# Teks Kutipan:
————

Pemkot Medan Sebut Revitalisasi Lapangan Merdeka Lindungi Unsur Cagar Budaya
Pemkot Medan menyebut revitalisasi Lapangan Merdeka Medan dilakukan untuk melindungi unsur cagar budaya di dalamnya. Trembesi dan hamparan lapangan akan dipertahankan.
Oleh
NIKSON SINAGA
·3 menit baca
KOMPAS/NIKSON SINAGA
Pohon trembesi berusia 140 tahun tampak di sekeliling Lapangan Merdeka Medan, Sumatera Utara, Sabtu (4/6/2022). Trembesi itu menjadi memori sejarah karena ditanam bersamaan dengan pembukaan Lapangan Merdeka Medan pada 1880.

————

# Tugas yang Diberikan A:
Dalam teks tentang Lapangan Merdeka Medan, kapan pohon trembesi di sekeliling lapangan itu ditanam?
# Tugas yang Diberikan B:
Salin persis bagian teks tentang Lapangan Merdeka Medan, mulai dari "Pemkot Medan Sebut" sampai dengan "lapangan akan dipertahankan.".
Catatan ini tidak berperan sama sekali dalam tugas ini.

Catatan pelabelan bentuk
————

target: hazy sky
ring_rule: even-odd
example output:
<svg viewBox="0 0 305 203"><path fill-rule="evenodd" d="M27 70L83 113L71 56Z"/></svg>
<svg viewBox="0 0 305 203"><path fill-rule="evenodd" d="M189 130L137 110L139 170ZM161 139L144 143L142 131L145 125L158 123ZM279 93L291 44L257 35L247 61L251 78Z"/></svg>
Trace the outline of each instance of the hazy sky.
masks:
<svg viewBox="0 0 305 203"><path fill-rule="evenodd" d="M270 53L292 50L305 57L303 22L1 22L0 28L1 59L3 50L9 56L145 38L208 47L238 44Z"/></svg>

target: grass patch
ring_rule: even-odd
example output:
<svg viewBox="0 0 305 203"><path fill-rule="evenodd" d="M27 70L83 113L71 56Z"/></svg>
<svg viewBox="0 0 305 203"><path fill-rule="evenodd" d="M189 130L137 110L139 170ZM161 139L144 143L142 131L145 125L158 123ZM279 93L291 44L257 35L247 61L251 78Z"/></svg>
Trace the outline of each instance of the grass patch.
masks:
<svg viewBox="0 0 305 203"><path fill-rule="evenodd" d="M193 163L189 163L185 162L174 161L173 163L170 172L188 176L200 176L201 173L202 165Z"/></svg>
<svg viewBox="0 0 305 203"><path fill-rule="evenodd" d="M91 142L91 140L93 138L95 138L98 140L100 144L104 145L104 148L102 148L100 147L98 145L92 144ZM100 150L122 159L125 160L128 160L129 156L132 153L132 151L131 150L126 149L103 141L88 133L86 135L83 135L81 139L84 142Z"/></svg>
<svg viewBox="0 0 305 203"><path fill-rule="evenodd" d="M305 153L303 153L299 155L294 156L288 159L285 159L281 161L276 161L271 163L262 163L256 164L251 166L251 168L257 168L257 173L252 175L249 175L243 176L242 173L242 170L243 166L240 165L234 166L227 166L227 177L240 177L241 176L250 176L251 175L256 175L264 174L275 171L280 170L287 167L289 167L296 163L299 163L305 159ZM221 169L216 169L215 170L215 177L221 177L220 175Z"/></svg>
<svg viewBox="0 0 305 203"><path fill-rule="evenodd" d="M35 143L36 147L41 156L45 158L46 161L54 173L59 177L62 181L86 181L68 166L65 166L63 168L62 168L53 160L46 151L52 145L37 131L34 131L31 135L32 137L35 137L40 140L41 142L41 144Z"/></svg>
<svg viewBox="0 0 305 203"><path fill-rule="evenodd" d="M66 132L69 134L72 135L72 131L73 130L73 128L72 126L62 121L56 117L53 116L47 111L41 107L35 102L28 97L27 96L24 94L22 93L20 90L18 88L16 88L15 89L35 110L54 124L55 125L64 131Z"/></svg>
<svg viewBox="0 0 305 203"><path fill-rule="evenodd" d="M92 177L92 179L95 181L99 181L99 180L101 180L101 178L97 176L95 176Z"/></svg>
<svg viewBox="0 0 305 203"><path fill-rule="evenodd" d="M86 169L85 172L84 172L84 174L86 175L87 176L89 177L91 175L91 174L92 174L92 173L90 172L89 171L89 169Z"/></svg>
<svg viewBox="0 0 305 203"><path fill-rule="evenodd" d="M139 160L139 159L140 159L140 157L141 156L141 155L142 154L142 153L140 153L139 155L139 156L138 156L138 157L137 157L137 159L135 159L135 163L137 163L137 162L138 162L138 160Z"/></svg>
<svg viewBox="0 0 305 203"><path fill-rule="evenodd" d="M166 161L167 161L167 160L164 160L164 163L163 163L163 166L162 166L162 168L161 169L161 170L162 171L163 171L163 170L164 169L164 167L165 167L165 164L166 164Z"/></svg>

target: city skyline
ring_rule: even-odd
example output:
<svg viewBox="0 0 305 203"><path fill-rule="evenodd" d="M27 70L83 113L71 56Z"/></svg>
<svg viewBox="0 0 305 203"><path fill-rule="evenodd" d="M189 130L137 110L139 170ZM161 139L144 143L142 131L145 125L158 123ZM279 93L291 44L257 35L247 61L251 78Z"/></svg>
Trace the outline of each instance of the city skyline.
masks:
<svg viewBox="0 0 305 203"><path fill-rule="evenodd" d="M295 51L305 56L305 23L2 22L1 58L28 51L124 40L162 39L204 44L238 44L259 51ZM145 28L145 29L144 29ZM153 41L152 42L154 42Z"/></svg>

————

# Jawaban Akhir A:
Pohon trembesi itu ditanam pada 1880, bersamaan dengan pembukaan Lapangan Merdeka Medan.

# Jawaban Akhir B:
Pemkot Medan Sebut Revitalisasi Lapangan Merdeka Lindungi Unsur Cagar Budaya
Pemkot Medan menyebut revitalisasi Lapangan Merdeka Medan dilakukan untuk melindungi unsur cagar budaya di dalamnya. Trembesi dan hamparan lapangan akan dipertahankan.